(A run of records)
○ ○ ○ ○ ○ ○ ○
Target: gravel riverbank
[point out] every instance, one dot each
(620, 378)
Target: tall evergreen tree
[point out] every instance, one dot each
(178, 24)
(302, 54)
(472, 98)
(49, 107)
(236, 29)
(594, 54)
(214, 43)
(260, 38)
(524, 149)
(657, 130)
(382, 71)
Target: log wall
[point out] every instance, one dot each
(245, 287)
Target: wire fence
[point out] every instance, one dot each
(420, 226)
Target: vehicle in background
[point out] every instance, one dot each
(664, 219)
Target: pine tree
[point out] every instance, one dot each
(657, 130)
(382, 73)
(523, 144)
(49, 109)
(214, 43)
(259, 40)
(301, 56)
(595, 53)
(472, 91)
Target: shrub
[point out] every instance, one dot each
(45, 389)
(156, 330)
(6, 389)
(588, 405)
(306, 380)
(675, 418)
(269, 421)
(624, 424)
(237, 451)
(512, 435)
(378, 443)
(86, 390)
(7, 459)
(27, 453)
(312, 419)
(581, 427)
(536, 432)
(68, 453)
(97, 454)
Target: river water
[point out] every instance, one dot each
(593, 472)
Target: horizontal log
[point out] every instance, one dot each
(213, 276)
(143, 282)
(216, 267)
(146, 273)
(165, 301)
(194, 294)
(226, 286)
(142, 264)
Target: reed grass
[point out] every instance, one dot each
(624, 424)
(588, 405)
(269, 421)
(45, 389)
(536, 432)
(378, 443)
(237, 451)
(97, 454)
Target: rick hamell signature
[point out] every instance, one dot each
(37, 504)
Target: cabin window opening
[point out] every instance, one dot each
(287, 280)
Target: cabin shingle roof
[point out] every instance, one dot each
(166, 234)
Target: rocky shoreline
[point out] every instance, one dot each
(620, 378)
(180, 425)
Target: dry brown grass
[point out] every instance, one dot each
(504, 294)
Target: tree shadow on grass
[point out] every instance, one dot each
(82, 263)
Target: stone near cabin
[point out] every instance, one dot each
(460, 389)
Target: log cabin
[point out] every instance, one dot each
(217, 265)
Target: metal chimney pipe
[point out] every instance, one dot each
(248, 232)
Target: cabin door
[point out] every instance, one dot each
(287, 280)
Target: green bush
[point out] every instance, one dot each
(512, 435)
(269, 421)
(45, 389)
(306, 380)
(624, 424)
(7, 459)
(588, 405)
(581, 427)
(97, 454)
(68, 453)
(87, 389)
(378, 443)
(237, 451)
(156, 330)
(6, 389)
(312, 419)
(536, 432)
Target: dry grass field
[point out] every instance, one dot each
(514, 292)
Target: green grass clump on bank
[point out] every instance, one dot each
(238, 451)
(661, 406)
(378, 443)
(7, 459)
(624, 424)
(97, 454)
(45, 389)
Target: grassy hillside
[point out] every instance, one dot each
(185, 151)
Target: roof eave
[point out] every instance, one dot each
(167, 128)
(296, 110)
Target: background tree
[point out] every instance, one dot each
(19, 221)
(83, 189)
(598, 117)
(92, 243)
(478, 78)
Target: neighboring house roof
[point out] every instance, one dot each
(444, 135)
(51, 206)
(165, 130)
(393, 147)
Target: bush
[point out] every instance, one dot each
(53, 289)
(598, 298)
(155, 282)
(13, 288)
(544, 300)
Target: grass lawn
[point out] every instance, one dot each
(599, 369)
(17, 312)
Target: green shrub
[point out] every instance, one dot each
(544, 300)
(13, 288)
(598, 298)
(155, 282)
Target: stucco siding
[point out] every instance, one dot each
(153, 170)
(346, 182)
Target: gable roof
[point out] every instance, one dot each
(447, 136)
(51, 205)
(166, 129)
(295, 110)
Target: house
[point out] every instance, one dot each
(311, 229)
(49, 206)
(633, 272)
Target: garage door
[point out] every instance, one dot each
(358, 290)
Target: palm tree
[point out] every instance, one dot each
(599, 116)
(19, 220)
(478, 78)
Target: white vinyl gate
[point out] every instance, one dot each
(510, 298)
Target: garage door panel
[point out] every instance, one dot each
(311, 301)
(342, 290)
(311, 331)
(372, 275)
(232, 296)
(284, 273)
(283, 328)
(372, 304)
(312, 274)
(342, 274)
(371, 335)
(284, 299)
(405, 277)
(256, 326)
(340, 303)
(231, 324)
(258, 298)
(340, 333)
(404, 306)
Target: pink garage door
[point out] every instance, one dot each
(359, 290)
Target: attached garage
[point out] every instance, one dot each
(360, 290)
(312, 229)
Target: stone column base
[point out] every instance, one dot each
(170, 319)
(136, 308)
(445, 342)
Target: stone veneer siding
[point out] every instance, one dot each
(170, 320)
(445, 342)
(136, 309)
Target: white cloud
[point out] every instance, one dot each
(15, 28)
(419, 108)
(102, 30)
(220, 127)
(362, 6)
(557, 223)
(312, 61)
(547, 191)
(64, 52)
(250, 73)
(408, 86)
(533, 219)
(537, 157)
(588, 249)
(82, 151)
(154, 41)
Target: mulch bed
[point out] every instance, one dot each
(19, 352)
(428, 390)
○ ○ ○ ○ ○ ○ ○
# Exercise details:
Reproduce each entry above exactly, keeping every word.

# The response:
Target: gravel riverbank
[point out] every instance, one dot each
(620, 378)
Target: tall evergreen tree
[point out] every instance, one dot each
(178, 24)
(302, 54)
(472, 98)
(49, 107)
(236, 29)
(594, 54)
(214, 43)
(260, 38)
(524, 149)
(657, 130)
(382, 71)
Target: log wall
[point out] every instance, one dot each
(245, 287)
Target: wire fence
[point out] every instance, one dot each
(420, 226)
Target: vehicle in background
[point out] every instance, one dot each
(664, 219)
Target: pine tree
[point out] every instance, one dot each
(657, 130)
(382, 73)
(523, 144)
(49, 109)
(214, 43)
(259, 40)
(301, 56)
(595, 53)
(472, 91)
Target: shrub
[point out] every instance, one dot each
(45, 389)
(156, 330)
(6, 389)
(588, 405)
(306, 380)
(675, 418)
(269, 421)
(624, 424)
(237, 451)
(512, 435)
(378, 443)
(86, 390)
(7, 459)
(27, 453)
(312, 419)
(581, 427)
(536, 432)
(68, 453)
(97, 454)
Target: river water
[point out] every instance, one dot each
(593, 472)
Target: horizontal log
[point out] every instance, one dot each
(213, 276)
(143, 282)
(216, 267)
(146, 273)
(165, 301)
(194, 294)
(226, 286)
(142, 264)
Target: reed grass
[point out] every instance, one dot each
(624, 424)
(588, 405)
(269, 421)
(45, 389)
(536, 432)
(378, 443)
(237, 451)
(97, 454)
Target: rick hamell signature
[point out] every instance, one dot each
(37, 504)
Target: cabin window opening
[point out] every instance, one dot each
(287, 280)
Target: cabin shingle roof
[point out] every instance, one dot each
(166, 234)
Target: rocky shoreline
[point out] every instance, one dot each
(620, 378)
(180, 425)
Target: dry brown grass
[point out] every instance, one dot each
(504, 294)
Target: tree shadow on grass
[point out] every instance, one dot each
(82, 263)
Target: stone near cabin
[point out] every instance, one dot each
(460, 389)
Target: log cabin
[point out] every instance, one dot each
(217, 265)
Target: metal chimney pipe
[point out] every instance, one dot each
(248, 232)
Target: cabin door
[point out] every instance, one dot each
(287, 280)
Target: green bush
[point out] every instance, one dot each
(512, 435)
(269, 421)
(45, 389)
(306, 380)
(624, 424)
(7, 459)
(588, 405)
(581, 427)
(97, 454)
(68, 453)
(87, 389)
(378, 443)
(237, 451)
(156, 330)
(6, 389)
(312, 419)
(536, 432)
Target: dry grass field
[point out] every instance, one dot each
(514, 292)
Target: green grass clump on bank
[point out] every instance, one dot each
(238, 451)
(661, 406)
(378, 443)
(7, 459)
(624, 424)
(97, 454)
(45, 389)
Target: grassy hillside
[point out] every instance, one dot each
(185, 151)
Target: roof eave
[point out] every instance, one dot each
(167, 128)
(296, 110)
Target: background tree
[point out] every instance, one dot each
(19, 221)
(83, 189)
(598, 117)
(92, 243)
(478, 78)
Target: neighboring house roof
[point out] every instance, one dot each
(444, 135)
(51, 206)
(165, 130)
(393, 147)
Target: bush
[point out] every instance, one dot each
(53, 289)
(598, 298)
(155, 282)
(13, 288)
(544, 300)
Target: grass lawn
[point out] every instance, one dot each
(599, 369)
(17, 312)
Target: green shrub
[point out] every instance, one dot each
(544, 300)
(13, 288)
(598, 298)
(155, 282)
Target: stucco siding
[point out] every instance, one dot each
(153, 170)
(346, 182)
Target: gable roof
[point out] every instance, one dot each
(447, 136)
(51, 205)
(166, 129)
(295, 110)
Target: house
[point out] every instance, one dot each
(311, 229)
(49, 206)
(633, 272)
Target: garage door
[point out] every instance, one dot each
(358, 290)
Target: palm tree
[point out] every instance, one dot each
(599, 116)
(19, 220)
(478, 78)
Target: white vinyl gate
[point out] every instance, one dot each
(510, 298)
Target: garage door panel
[point out] every instance, one dot each
(311, 301)
(342, 290)
(311, 331)
(372, 275)
(232, 296)
(284, 273)
(283, 328)
(372, 304)
(312, 274)
(342, 274)
(371, 335)
(284, 299)
(405, 277)
(256, 326)
(340, 303)
(231, 324)
(258, 298)
(340, 333)
(404, 306)
Target: pink garage door
[point out] every instance, one dot each
(359, 290)
Target: attached garage
[point out] every instance, one dot each
(360, 290)
(312, 229)
Target: stone column base
[point out] every instance, one dot each
(170, 319)
(136, 308)
(445, 342)
Target: stone veneer siding
[point out] every instance, one dot each
(170, 320)
(445, 342)
(136, 309)
Target: white cloud
[point out] every instance, one dot each
(15, 28)
(419, 108)
(102, 30)
(220, 127)
(362, 6)
(557, 223)
(312, 61)
(547, 191)
(64, 52)
(250, 73)
(408, 86)
(533, 219)
(537, 157)
(588, 249)
(82, 151)
(154, 41)
Target: mulch bed
[point out] every instance, one dot each
(19, 352)
(428, 390)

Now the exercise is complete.